◆ **Required tasks**:
1: Transcribe the passage from the forum thread about pausing recordings, starting with "## TradeUp (Feb" and going on through "to my feedback!".
2: Name every distinct username that posts in the forum thread about pausing recordings.

◆ **Excerpted text**:
....................

# Pause Recording Feature Request



## Scorge120 (Jan 30, 2018)

Not sure if this is the right place to post feature requests. 

The ability to pause recordings would be very handy.


----------



## dodgepong (Jan 30, 2018)

Thanks for the suggestion. This has been requested many times before, but unfortunately it's pretty low priority. It's still on the to-do list, though.


----------



## Scorge120 (Jan 30, 2018)

Everything else seems amazing. Thanks to the developers for making a great piece of freeware.


----------



## Kane (Feb 3, 2018)

Hey I have not seen this requested for a bit hehe. Yeah there is something like 30-40 separate posts on this. But the current devs have it very low on their list but it does not mean one will not someday say I want that feature and add it. I think the big thing is most devs have worked on it as a streaming program mostly first. I myself use it for video recording as I think it's one the best out there to have it pre encoded, etc.

Sadly for now I been using ffmpeg you can use it to join 2 parts but it still gets a bit messy and mixed up a times but it works.


----------



## TradeUp (Feb 23, 2018)

I signed up just to request this feature. Otherwise, it's awesome. To be honest, I'm stunned it doesn't have pause recording already built in since it has so many advanced features and this seems to me to be a rather obvious/simple one. I'm a day trader and having long videos for no reason is not what I'm really looking for. I'm currently doing multiple short videos, but that isn't exactly what I want either. The ability to just hit pause until  the need to record would be perfect. Hopefully you can bump that up the priority list  a few notches! :) 
Otherwise, this is a top notch program! Thanks for the program and for listening to my feedback!
:)


----------



## Eirik GM (Feb 26, 2018)

Hi!
(Signed up for this featurerequest only.:) )
Just wanted to join the friendly team of featurerequesters and sing my praises over this program! If someone in the development-team someday wishes to implement the pause-feature I can surely say that a flow of teachers would turn to OBS-studio as THE standard recording-program! I love the opensource, flexibility, performance, workflow and probably a lot of other brilliant features which is jet to be discovered:)

I'm one of the teachers, and record all my classes to let my students replay and go back if they need to. Sometimes we run livestreams if the students are somewhere else than in my physical classroom. OBS is an amazing program for excactly this kind of purpose! But usually I teach for 10-20 minutes and then let the students work on problemsolving, before a 5 minute short summary, followed by a little pause, before jumping back on the theory...... In other words: lots of pauses in between each chunk of theory. maybe the ratio "teachertalk" vs "problemsolving/discussion" is around 60-40%...?

....................

◆ **Recorded information**:

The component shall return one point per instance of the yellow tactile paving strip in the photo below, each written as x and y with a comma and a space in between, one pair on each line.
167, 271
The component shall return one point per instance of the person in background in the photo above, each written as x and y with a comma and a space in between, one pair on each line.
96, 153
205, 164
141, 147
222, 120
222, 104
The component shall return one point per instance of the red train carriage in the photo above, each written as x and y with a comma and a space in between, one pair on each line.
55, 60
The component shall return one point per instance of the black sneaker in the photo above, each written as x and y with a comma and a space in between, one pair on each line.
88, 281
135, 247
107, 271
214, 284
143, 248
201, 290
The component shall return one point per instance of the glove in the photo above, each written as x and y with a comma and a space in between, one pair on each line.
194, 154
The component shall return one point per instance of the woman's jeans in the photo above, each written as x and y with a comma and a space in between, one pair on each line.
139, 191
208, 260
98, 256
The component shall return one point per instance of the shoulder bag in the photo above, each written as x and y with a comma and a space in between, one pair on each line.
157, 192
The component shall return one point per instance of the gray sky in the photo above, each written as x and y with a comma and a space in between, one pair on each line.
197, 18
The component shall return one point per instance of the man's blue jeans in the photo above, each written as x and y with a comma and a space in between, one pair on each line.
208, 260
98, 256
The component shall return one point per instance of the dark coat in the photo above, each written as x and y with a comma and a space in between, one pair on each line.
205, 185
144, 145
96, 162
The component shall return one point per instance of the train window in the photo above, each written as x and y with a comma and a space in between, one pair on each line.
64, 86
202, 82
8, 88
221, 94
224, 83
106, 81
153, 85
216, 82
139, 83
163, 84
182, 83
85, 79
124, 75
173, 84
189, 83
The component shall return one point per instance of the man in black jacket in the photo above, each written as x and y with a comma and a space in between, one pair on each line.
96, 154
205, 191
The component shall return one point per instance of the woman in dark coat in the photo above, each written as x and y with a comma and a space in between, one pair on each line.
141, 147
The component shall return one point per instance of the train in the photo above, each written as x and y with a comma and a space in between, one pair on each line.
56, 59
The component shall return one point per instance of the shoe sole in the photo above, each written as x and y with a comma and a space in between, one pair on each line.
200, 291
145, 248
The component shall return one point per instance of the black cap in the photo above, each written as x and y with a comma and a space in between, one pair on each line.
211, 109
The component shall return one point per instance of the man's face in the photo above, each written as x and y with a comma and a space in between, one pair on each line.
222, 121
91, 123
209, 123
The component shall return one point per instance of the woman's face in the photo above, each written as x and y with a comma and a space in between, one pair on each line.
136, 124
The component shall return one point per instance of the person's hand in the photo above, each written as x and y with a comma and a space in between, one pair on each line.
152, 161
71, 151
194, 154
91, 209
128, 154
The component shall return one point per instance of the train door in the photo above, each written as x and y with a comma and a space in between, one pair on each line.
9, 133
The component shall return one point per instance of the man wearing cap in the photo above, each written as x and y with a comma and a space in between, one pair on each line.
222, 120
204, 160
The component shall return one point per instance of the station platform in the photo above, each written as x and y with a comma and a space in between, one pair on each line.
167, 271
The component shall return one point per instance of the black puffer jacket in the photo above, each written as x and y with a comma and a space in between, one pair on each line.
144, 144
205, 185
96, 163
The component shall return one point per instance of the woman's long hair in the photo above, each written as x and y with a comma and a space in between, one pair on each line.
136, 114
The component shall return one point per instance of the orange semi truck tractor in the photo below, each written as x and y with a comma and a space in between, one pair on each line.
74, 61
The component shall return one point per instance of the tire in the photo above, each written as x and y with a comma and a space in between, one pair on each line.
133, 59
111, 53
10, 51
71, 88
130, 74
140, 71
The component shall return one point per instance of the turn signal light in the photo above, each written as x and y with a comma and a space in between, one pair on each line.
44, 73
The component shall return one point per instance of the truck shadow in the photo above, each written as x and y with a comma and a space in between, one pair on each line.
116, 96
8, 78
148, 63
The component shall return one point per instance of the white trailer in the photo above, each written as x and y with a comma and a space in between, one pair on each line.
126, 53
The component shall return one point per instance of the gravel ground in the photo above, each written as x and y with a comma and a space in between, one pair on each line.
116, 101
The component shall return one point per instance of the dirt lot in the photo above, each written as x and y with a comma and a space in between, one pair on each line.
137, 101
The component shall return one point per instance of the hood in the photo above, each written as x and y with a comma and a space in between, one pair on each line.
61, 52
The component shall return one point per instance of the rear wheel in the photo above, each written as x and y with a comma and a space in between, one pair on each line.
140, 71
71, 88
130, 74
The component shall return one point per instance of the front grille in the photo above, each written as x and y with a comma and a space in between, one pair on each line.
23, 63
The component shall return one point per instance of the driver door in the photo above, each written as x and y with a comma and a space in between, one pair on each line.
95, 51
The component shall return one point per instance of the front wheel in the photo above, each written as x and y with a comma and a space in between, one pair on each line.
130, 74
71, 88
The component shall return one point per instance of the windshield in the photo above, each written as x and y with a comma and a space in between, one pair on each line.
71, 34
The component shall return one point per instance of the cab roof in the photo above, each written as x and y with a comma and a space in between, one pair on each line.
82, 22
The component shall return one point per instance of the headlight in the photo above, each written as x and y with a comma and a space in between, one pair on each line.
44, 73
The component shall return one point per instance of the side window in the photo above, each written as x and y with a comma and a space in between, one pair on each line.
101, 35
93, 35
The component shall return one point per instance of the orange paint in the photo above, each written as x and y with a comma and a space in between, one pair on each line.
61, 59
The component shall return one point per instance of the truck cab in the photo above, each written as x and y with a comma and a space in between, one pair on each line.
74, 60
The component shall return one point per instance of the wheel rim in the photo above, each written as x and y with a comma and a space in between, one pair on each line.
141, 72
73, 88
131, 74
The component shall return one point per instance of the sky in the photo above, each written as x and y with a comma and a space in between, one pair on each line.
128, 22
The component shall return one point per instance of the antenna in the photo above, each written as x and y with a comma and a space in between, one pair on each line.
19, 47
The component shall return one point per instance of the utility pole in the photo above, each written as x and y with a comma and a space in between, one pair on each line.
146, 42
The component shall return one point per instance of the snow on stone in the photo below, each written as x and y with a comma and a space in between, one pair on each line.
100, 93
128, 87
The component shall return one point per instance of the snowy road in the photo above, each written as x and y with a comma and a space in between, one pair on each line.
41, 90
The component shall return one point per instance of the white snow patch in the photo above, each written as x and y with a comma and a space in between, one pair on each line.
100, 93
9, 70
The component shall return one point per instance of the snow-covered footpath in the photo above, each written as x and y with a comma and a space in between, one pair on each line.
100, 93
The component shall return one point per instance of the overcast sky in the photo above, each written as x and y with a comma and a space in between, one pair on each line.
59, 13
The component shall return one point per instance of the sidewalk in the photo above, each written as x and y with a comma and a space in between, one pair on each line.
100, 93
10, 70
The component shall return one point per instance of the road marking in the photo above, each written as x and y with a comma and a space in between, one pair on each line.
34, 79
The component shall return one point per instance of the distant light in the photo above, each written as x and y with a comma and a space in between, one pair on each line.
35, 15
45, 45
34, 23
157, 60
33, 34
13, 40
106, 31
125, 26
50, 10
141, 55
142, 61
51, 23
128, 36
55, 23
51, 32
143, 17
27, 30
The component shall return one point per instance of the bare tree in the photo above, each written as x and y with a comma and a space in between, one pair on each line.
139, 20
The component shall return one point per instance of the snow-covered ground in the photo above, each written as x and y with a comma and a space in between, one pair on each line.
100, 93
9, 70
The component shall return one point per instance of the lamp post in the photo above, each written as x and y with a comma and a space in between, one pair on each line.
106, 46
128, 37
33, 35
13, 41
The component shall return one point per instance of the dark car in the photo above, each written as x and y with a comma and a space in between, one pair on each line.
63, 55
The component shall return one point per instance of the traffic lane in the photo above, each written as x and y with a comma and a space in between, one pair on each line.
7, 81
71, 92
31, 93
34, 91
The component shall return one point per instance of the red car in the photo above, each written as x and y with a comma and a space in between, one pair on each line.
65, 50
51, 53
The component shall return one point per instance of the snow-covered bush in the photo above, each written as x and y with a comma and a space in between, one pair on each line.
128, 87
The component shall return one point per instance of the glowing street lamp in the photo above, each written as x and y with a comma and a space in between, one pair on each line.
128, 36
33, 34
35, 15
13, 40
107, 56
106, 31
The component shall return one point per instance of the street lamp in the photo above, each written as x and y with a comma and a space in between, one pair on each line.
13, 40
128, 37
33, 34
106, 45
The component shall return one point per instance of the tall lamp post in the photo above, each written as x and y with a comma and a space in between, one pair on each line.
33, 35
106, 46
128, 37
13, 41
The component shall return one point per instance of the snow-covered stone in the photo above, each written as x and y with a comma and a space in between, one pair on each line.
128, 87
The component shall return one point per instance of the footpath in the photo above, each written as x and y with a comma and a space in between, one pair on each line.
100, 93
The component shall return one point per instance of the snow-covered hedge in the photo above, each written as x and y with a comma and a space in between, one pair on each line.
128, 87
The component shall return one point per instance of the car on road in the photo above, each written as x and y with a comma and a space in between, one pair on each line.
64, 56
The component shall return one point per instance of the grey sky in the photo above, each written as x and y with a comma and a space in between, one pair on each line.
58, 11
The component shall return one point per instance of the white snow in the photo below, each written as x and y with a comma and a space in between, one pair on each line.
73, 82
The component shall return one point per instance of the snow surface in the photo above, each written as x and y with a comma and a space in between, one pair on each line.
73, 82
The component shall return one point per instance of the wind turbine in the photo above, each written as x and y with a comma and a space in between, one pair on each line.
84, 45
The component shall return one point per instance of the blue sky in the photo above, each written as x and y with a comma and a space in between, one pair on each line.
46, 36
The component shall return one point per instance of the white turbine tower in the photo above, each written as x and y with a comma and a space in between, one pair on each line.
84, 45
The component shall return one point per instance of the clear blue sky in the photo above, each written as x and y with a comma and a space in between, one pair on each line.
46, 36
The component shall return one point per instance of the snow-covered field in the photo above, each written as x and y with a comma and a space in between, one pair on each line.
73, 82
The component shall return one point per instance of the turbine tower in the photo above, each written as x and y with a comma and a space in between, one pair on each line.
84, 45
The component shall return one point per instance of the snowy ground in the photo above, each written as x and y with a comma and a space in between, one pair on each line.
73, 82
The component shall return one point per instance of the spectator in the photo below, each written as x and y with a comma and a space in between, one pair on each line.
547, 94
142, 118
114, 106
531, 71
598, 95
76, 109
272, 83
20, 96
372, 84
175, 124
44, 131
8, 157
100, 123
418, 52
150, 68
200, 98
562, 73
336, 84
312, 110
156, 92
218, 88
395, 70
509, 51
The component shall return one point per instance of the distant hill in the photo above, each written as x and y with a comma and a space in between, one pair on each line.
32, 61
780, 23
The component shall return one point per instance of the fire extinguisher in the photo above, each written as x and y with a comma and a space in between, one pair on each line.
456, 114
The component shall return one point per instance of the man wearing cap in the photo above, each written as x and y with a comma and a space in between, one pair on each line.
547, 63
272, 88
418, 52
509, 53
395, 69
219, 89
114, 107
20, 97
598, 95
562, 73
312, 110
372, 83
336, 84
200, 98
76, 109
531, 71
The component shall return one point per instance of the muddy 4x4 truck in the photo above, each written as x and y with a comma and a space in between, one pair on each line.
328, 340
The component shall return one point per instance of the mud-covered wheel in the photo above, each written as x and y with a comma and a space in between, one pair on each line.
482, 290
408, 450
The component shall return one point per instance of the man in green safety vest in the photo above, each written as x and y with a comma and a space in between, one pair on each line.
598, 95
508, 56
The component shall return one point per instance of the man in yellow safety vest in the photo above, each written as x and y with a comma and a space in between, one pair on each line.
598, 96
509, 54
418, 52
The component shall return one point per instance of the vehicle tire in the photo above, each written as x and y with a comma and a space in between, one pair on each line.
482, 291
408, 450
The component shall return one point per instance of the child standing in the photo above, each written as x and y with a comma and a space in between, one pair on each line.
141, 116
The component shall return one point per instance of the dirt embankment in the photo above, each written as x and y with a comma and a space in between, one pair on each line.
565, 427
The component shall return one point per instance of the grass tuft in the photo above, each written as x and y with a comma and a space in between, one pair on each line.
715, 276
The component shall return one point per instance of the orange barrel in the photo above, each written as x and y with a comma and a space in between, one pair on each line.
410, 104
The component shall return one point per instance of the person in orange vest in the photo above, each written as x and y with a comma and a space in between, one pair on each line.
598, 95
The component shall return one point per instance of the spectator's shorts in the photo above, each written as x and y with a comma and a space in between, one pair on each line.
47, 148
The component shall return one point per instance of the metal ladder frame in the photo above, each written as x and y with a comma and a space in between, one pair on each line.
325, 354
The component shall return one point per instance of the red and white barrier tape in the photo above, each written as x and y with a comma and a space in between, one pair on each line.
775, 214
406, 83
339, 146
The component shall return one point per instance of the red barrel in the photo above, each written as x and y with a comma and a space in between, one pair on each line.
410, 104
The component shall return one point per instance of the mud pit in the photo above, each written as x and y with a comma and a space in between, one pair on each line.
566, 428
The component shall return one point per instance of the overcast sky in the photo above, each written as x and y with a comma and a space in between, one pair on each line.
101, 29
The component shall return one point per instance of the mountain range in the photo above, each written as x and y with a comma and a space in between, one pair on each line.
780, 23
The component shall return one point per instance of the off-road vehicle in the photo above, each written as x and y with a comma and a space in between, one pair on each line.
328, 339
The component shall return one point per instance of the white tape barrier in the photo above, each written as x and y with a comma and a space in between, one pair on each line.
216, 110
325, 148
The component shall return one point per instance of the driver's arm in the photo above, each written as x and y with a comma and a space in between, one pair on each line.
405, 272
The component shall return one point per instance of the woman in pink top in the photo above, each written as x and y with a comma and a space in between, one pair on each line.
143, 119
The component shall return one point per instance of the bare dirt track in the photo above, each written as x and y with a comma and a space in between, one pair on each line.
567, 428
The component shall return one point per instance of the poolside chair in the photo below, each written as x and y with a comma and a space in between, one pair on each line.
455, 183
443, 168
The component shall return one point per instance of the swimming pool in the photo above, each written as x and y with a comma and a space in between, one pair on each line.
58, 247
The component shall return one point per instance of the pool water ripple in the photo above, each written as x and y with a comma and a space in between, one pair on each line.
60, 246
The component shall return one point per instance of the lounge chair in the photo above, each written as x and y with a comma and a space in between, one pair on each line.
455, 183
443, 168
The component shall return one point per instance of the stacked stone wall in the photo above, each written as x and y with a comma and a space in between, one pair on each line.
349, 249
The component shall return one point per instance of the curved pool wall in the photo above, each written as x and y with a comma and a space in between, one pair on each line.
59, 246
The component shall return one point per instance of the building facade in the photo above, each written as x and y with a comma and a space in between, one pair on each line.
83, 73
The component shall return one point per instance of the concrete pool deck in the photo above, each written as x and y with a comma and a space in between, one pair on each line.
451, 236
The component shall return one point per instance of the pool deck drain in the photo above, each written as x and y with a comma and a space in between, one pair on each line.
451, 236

....................

◆ **The answers**:
1:
## TradeUp (Feb 23, 2018)

I signed up just to request this feature. Otherwise, it's awesome. To be honest, I'm stunned it doesn't have pause recording already built in since it has so many advanced features and this seems to me to be a rather obvious/simple one. I'm a day trader and having long videos for no reason is not what I'm really looking for. I'm currently doing multiple short videos, but that isn't exactly what I want either. The ability to just hit pause until  the need to record would be perfect. Hopefully you can bump that up the priority list  a few notches! :) 
Otherwise, this is a top notch program! Thanks for the program and for listening to my feedback!

2: Scorge120, dodgepong, Kane, TradeUp, Eirik GM